_Brano fornito_
Il recente riconoscimento armeno dell’annessione della Crimea alla Russia ha scatenato una guerra diplomatica tra l’Ucraina e il paese caucasico, incrinando i legami che da tempo uniscono i due paesi. Infatti, nonostante le due nazioni siano di recente costituzione, ucraini e armeni hanno da sempre intrattenuto ottimi rapporti, e lo stesso territorio ucraino ha ospitato per secoli numerose comunità armene, il cui numero è raddoppiato al momento della dissoluzione dell’Unione Sovietica. Tutt’ora si stima che in Ucraina risieda una comunità di circa 100.000 armeni, concentrati per la maggior parte nelle regioni russofone del paese, ovvero l’Ucraina orientale e meridionale e la Crimea. Secoli fa, fu proprio la Crimea una delle terre ad avere accolto una delle prime comunità diasporiche armene, la quale diede vita a una colonia che contribuì a caratterizzare la regione nel corso dei secoli, resistendo – in numero seppur limitato – fino ai giorni nostri.

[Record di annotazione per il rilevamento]
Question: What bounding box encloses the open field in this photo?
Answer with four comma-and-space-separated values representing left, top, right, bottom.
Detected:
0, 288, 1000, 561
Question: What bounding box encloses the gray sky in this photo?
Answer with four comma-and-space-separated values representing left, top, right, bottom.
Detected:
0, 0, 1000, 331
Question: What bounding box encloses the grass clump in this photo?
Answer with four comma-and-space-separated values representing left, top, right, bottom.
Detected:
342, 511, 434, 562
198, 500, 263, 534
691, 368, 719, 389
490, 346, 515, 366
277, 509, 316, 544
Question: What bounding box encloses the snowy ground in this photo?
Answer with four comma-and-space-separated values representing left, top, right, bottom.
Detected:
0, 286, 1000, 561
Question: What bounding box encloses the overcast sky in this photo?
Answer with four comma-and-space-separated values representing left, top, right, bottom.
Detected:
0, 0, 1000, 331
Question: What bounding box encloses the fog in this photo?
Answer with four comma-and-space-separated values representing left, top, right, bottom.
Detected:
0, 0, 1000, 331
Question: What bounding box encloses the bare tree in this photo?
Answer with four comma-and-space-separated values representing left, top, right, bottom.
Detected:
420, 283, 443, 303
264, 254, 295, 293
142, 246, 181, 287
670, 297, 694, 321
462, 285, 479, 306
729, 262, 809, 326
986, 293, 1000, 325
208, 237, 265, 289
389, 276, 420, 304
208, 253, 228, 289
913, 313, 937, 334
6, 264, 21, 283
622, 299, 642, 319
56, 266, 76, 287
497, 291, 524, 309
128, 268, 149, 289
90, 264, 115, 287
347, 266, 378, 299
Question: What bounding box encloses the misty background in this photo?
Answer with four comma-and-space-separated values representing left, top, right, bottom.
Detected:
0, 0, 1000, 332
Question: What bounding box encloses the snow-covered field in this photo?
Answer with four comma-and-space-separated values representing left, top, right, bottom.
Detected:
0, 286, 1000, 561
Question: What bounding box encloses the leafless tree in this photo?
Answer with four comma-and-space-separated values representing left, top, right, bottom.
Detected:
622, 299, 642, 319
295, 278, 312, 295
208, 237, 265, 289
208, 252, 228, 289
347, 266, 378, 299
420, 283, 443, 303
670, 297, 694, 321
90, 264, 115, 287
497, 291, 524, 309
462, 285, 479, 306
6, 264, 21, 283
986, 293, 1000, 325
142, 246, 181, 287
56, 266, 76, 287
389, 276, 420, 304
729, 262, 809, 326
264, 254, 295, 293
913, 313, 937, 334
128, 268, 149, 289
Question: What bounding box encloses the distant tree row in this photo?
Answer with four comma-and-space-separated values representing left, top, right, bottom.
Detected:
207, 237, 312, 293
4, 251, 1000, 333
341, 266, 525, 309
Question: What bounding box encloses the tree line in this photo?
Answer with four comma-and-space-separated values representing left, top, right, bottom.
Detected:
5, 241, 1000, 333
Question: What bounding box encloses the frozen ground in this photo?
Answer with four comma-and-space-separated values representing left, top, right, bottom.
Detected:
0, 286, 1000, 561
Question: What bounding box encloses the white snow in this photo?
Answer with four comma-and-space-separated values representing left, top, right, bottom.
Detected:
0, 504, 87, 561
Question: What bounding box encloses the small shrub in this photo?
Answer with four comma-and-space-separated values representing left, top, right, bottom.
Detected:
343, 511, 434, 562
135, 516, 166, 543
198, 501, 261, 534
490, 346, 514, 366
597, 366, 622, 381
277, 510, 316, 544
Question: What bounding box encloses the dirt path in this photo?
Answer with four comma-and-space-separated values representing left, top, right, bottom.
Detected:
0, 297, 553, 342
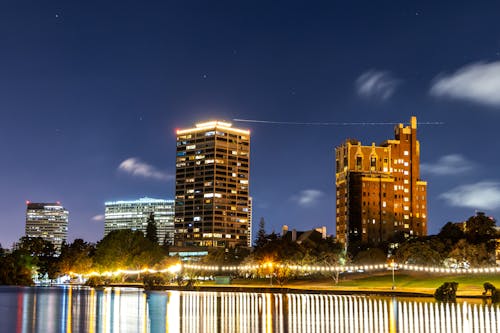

_Obiettivo del compito_
Prosegua il brano sui rapporti tra Armenia e Ucraina e sulla comunità armena in Crimea, riprendendo subito dopo l'ultima frase riportata.

_Risposta al problema_
I primi insediamenti armeni in Crimea risalgono al XIII secolo, quando venne fondata una colonia denominata “Armenia Marittima”, per la sua strategica posizione sul Mar Nero. Seppur consistente, la presenza armena, va detto, non è mai stata numericamente costante (nel periodo tra il XIV e il XV si arriverà a circa 140-150mila perone), a causa dei frequenti e numerosi spostamenti In questo periodo infatti, la Crimea era governata, a partire dal 1236, dai tatari. I componenti della diaspora armena, appartenevano alla popolazione proveniente dall’Armenia storica e più precisamente dall’antica capitale Ani. Altre comunità provenivano dal Regno di Cilicia, unico esempio al mondo di regno in diaspora, che nonostante la sua breve vita, ha dato vita ad uno dei periodi più alti dell’arte e della letteratura armena.

La presenza delle comunità diasporiche armene in Crimea ha dato vita a una fitta rete di relazioni economiche e commerciali, sia con i paesi bagnati dal Mar Nero, sia con paesi quali la Polonia e paesi del Mediterraneo. Tra questi ultimi sicuramente  Genova ha ricoperto un ruolo di primo piano nelle relazioni con gli armeni di Crimea, tanto da divenirne protettrice. Comunità genovesi erano presenti in Crimea a partire dal 1275 e vi rimasero sino al 1475, quando la penisola di Crimea non venne occupata dai turchi.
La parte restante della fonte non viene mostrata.